→ WHAT YOU HAVE TO DO: The records below are to be quoted in full; please keep every word exact.

Coordinate labeling data:
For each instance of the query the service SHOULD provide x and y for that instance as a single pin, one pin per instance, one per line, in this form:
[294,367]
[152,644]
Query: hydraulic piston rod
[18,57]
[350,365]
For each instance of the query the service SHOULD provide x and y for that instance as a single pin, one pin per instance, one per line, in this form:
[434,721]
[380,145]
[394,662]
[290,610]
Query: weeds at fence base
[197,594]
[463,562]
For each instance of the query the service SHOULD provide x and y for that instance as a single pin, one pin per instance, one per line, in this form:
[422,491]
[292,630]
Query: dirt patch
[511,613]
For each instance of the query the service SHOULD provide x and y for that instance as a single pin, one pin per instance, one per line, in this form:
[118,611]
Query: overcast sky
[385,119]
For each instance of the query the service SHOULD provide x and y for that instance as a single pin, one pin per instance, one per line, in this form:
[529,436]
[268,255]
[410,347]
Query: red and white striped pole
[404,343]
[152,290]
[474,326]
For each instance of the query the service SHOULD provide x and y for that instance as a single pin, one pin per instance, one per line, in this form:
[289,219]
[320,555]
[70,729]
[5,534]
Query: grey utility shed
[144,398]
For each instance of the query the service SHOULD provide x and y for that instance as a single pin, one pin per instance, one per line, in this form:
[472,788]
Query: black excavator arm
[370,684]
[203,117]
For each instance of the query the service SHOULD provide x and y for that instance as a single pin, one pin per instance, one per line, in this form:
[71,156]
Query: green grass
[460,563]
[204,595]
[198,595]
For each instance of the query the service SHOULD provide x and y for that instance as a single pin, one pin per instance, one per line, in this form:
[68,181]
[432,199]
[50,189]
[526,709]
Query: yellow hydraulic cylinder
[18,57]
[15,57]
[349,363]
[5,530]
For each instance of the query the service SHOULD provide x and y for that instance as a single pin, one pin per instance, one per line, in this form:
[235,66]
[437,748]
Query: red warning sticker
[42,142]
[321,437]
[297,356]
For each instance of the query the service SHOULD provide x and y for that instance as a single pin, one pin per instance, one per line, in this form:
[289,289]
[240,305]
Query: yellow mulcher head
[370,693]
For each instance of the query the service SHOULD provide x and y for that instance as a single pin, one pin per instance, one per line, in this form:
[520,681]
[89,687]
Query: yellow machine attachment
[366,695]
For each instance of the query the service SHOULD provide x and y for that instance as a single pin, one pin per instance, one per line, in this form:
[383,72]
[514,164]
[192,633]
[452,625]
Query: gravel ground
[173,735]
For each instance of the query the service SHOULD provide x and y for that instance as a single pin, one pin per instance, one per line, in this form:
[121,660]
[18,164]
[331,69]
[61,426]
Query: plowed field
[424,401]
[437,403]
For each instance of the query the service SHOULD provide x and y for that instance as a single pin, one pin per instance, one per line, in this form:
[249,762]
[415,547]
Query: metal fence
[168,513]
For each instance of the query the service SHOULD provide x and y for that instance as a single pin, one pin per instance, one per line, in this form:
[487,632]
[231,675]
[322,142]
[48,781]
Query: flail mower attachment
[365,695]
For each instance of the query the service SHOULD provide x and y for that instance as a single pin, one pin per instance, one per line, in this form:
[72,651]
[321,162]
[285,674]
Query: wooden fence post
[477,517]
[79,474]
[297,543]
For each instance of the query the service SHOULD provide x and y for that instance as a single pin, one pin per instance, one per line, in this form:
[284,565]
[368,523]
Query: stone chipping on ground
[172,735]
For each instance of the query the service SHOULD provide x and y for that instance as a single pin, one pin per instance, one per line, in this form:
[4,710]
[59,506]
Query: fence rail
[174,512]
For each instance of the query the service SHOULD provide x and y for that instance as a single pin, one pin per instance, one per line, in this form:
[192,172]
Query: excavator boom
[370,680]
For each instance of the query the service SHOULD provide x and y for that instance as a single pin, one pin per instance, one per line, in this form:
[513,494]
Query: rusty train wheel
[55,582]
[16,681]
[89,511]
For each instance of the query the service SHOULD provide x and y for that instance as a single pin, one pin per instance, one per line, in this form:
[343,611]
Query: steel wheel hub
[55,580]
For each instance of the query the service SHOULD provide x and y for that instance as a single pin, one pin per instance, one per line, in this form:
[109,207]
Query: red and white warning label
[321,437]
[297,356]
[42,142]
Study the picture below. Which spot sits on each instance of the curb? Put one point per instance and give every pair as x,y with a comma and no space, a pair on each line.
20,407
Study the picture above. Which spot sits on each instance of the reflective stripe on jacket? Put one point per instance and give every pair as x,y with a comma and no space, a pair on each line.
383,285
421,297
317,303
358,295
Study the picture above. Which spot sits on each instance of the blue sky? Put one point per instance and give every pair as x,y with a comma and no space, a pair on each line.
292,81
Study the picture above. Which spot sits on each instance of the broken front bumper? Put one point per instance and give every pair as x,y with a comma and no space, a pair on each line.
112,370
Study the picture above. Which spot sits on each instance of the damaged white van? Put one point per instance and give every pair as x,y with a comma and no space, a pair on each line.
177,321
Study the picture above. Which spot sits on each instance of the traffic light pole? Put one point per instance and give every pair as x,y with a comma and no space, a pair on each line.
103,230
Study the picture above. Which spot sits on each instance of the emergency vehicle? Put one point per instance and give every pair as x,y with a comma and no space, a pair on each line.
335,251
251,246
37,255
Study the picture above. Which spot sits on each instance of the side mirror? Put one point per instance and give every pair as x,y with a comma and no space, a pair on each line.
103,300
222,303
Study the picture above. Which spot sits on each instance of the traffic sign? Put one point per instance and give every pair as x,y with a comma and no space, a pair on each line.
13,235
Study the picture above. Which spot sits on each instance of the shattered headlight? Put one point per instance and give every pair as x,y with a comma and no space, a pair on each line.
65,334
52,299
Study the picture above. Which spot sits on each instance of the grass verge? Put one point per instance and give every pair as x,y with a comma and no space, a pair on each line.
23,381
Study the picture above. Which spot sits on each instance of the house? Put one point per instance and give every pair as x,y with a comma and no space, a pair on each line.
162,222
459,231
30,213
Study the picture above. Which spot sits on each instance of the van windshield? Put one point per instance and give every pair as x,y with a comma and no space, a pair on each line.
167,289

→ FULL RESPONSE:
For each instance of the query the service SHOULD provide x and y for that instance as a single pin, one pin per instance, one per line, in this form:
[294,367]
[152,644]
Query: hydraulic piston rod
[18,57]
[350,365]
For each instance of the query the service SHOULD provide x and y for that instance as a single pin, one pin per instance, one per line, in this form:
[434,721]
[380,145]
[394,662]
[290,610]
Query: weeds at fence base
[197,594]
[463,562]
For each instance of the query the service SHOULD provide x and y for that instance as a single pin, one pin per instance, one per line, in this form:
[422,491]
[292,630]
Query: dirt patch
[511,613]
For each instance of the query the service SHOULD provide x and y for that instance as a single pin, one pin per instance, one per line, in this form:
[118,611]
Query: overcast sky
[385,119]
For each instance of the query the service SHOULD provide x and y for that instance as a single pin, one pin per instance, one per line, in this form:
[529,436]
[268,255]
[410,347]
Query: red and white striped pole
[404,343]
[152,290]
[474,326]
For each instance of the query the service SHOULD provide x and y for that instance as a single pin, one pin per instance, one per line, in this form:
[289,219]
[320,555]
[70,729]
[5,534]
Query: grey utility shed
[144,398]
For each instance of the query the service SHOULD provide x and y for that instance as a single pin, one pin per instance, one per line, in this form:
[472,788]
Query: black excavator arm
[370,684]
[203,117]
For each instance of the query the service SHOULD provide x and y for that instance as a single pin, one pin per instance, one per line, in this form:
[71,156]
Query: green grass
[460,563]
[204,595]
[198,595]
For each instance of the query the service SHOULD provide x and y for that instance as a single pin, one pin per instance, one per line, in this form:
[68,181]
[432,199]
[50,189]
[526,709]
Query: yellow hydraulic cylinder
[18,57]
[15,57]
[349,363]
[5,530]
For each instance of the query the service SHOULD provide x and y for that instance as a single pin, one pin per instance, one per line, in this form:
[235,66]
[437,748]
Query: red warning sticker
[42,142]
[321,437]
[297,356]
For each instance of the query the service SHOULD provide x and y for that instance as a single pin, one pin per instance, one per line, in this form:
[289,289]
[240,305]
Query: yellow mulcher head
[370,693]
For each instance of the query the service SHOULD provide x and y for that instance as a single pin, one pin per instance, one per line, in this form:
[520,681]
[89,687]
Query: yellow machine attachment
[366,695]
For each instance of the query the service SHOULD provide x and y for that instance as a single pin, one pin per instance, one per line, in this form:
[383,72]
[514,164]
[192,633]
[452,625]
Query: gravel ground
[173,735]
For each instance of the query the service SHOULD provide x and y for that instance as a single pin, one pin per instance, one per line, in this form:
[121,660]
[18,164]
[331,69]
[61,426]
Query: plowed field
[424,401]
[437,403]
For each instance of the query the service SHOULD provide x and y for that instance as a single pin, one pin per instance, one per line, in this form:
[249,762]
[415,547]
Query: metal fence
[168,513]
For each instance of the query the service SHOULD provide x and y for that instance as a single pin, one pin per instance, one per line, in this form:
[487,632]
[231,675]
[322,142]
[48,781]
Query: flail mower attachment
[365,695]
For each instance of the query the service SHOULD provide x and y for that instance as a single pin, one pin per instance, one per line, in this form:
[72,651]
[321,162]
[285,674]
Query: wooden fence post
[477,517]
[79,474]
[297,543]
For each instance of the query the service SHOULD provide x and y for that instance as a single pin, one pin per instance, one per line, in this form:
[284,565]
[368,523]
Query: stone chipping on ground
[172,735]
For each instance of the query the service SHOULD provide x and y for that instance as a single pin, one pin per instance, one per line, in this form:
[4,710]
[59,506]
Query: fence rail
[174,512]
For each instance of the query the service SHOULD provide x and y for that instance as a single pin, one pin per instance, one per line, in this form:
[192,172]
Query: excavator boom
[370,680]
For each instance of the query the service SHOULD provide x and y for that instance as a single pin, one pin per instance, one per line, in this form:
[513,494]
Query: rusty train wheel
[55,582]
[16,681]
[89,511]
For each instance of the query the service SHOULD provide x and y for that instance as a single pin, one pin per instance, one per line, in this form:
[343,611]
Query: steel wheel hub
[55,580]
For each instance of the query the service SHOULD provide x and y for that instance as a single pin, one pin per instance, one per line, in this form:
[109,207]
Query: red and white warning label
[321,437]
[297,356]
[42,142]
Study the picture below. Which spot sits on each instance of the curb? Put one point per instance and give every pair as x,y with a comma and no space, a pair on each line.
20,407
Study the picture above. Which spot sits on each instance of the reflective stripe on jacket? Put one point per instance and give every pair as x,y with a comma and no space, a pair on each line.
383,285
421,297
317,303
358,295
Study the picture above. Which spot sits on each instance of the blue sky? Put one point per instance and give every pair as x,y with a comma and no space, a pair on each line.
292,81
Study the picture above. Which spot sits on each instance of the broken front bumper? Put one point per instance and give every pair as x,y with a comma and no space, a pair on each line.
112,370
Study the picture above. Which spot sits on each instance of the damaged white van? Put one point per instance and give every pair as x,y with a comma and no space, a pair on each line.
177,321
Study the picture above. Which spot sits on each instance of the traffic light pole? Put one point per instance and give every pair as x,y with a comma and no space, a pair on each line.
103,230
Study the picture above. Which spot sits on each instance of the emergency vehicle? Put one point per instance and give every pair as x,y with a comma and no space, a pair on each line.
335,251
251,246
37,255
Study the picture above. Which spot sits on each instance of the side mirror? Put one point per instance and give every pair as x,y with a comma and no space, a pair on each line.
103,300
222,303
Study the picture above. Which spot sits on each instance of the traffic sign? Put one point per instance and give every pair as x,y with a comma and no space, a pair on each line.
13,235
Study the picture above. Which spot sits on each instance of the shattered headlight? Put one point per instance and give every pair as x,y with a comma and no space, a pair on each line.
65,334
52,299
Study the picture above. Which spot sits on each instance of the grass verge? Put one point per instance and give every pair as x,y with a comma and no space, a pair on each line.
23,381
Study the picture above. Which spot sits on each instance of the house? Put one point per instance and give every pair as x,y with a comma and no space, a pair on each line.
162,222
459,231
30,213
Study the picture above. Which spot sits on each instance of the van windshield? Put one point per instance and give every pair as x,y with a comma and no space, a pair on each line.
167,289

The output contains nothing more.